• **DAFTAR TUGAS**:
1. Sebutkan semua makanan khas nusantara yang menurut artikel tentang Hariyanto pernah ia jual di pasar lokal London.
2. Lanjutkan artikel tentang Hariyanto dari kalimat terakhir yang tercantum.

• **CUPLIKAN DOKUMEN**:
+-------+

Hariyanto Suguhkan Kopi Indonesia di London dengan Konsep Angkringan
Hariyanto Radiman tengah melayani sejumlah pembeli kopi pada perhelatan "Pasar Rakyat" perayaan HUT ke-78 Republik Indonesia di Queens Park Community School, London, Inggris. (ANTARA/Ahmad Faishal)-(foto: istimewa/bengkuluekspress.disway.id)-
BACA JUGA:Kamu Pilih Teh atau Kopi? Ini Manfaat dan Keunggulan Masing-Masing
Sepanjang siang menuju sore hari itu, Hariyanto yang ditemani salah seorang putrinya, tengah sibuk melayani antrean para penikmat kopi Indonesia yang tak lain adalah warga komunitas Indonesia di London, Kerajaan Inggris.
"Saya sudah berada di London sejak tahun '80-an, mungkin sekitar tahun 1985. Saya sekolah di sini, sempat berjualan makanan Indonesia, kemudian membuka lapak angkringan kopi sejak tiga setengah tahun lalu," buka Hariyanto.
Lahir pada 3 Mei 1963, Hariyanto merintis usaha panjang selama berada di London. Jebolan Fakultas Arkeologi Universitas Indonesia tersebut hijrah ke jantung negara Inggris untuk bersekolah, kemudian menjajakan berbagai makanan khas nusantara seperti ayam Taliwang, ayam panggang, rendang, dan sayur lodeh di pasar lokal wilayah Hammersmith dan Herne Hill Brixton.
"Ternyata saya sadari bahwa sangat melelahkan untuk membongkar pasang lapak makanan. Benar-benar menguras tenaga. Memang duit yang dihasilkan sih enak karena kalau sedang ramai, minimal bisa dapat 700-800 pounds gross per hari," kenangnya.
Pada lain sisi, Hariyanto beranggapan bahwa menjajakan makanan atau minuman dengan konsep semi-lapak atau bahkan non-permanen rupanya lebih rendah modal dan risiko. Dalam dunia usaha, semisal konsep tersebut gagal atau mengalami kebangkrutan, maka pedagang dapat kembali bangkit dengan mudah. Keyakinan itulah yang selalu terpatri di dalam benak Hariyanto.

+-------+

• **ISI DATASET**:
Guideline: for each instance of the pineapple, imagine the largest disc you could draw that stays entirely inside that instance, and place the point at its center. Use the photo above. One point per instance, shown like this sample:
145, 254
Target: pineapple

+-------+

• **HASIL PER TUGAS**:
1. Ayam Taliwang, ayam panggang, rendang, dan sayur lodeh.

2.
"Saya hanya tinggal membuka gerobak angkringan dan ketika hendak tutup, cukup mendorong gerobak itu pulang. Saya rasa, konsep angkringan bermodalkan 100 juta rupiah sudah cukup. Tetapi kalau punya toko permanen ketika bangkrut, maka susah untuk bangkit," pendeknya.
Berbekal pengalaman dan pemikiran tersebut, Hariyanto pun memutuskan untuk menghentikan usaha makanan tradisional dan mantap merintis usaha lapak kopi Indonesia berkonsep angkringan. Ia lantas meminta izin kepada dewan kota setempat untuk berjualan kopi di tempat lain dan beroleh akses untuk membuka lapak kopi di depan stasiun Parsons Green Fulham.
Rupanya, usaha tersebut membuahkan hasil jauh lebih manis dari kopi yang biasa ia jajakan. Sejak 3,5 tahun silam, ayah dari dua putri itu bisa meraup hasil penjualan bersih sebesar 600 hingga 700 poundsterling per hari. Kalkulasi keuntungan bisa menghasilkan angka yang berbeda ketika Hariyanto mendapatkan undangan untuk berpartisipasi dalam acara komunitas Indonesia atau gelaran kegiatan sejenis.
"Saya biasa menjual dengan harga 3.50 pounds per gelas. Tetapi kalau ada perayaan komunitas Indonesia atau semacam itu, saya jual dengan harga 3 pounds per gelas. Saya memberikan potongan harga khusus untuk komunitas Indonesia. Hitung-hitung bersedekah dengan sesama orang sendiri," katanya seraya tersenyum.
Semisal dalam satu hari mengikuti kegiatan komunitas Indonesia, Hariyanto mampu menjual sebanyak total 9 kilogram kopi dengan pendapatan kotor sebesar 1260 poundsterling. Dari jumlah tersebut, ia beroleh keuntungan bersih sekitar 600 hingga 700 poundsterling. Racikan kopi latte, cappuccino, americano, dan espresso menjadi senjata andalan Hariyanto.
"Enak sekali karena kerja ringan. Datang langsung buat kopi, nggak perlu persiapan memasak. Kalau makanan butuh waktu dua hari persiapan, belum lagi proses berbelanja. Kalau berjualan di tempat permanen meski dapat 1000 pounds, namun capek sekali. Walau selisih 400 pounds, namun saya lebih suka ini karena nice, nggak pusing. Jadi, it's not too bad that's all, actuallly," paparnya.
Ragam kopi Tanah Air
Sebagai bentuk kecintaan terhadap Tanah Air, Hariyanto menawarkan ragam kopi pilihan istimewa dari Indonesia yaitu kopi Jawa, Luwu Seko, dan Gayo di lapak kopinya. Ketiga jenis kopi tersebut, lanjutnya, merupakan kopi-kopi yang paling sering diekspor dari Indonesia ke pasaran London.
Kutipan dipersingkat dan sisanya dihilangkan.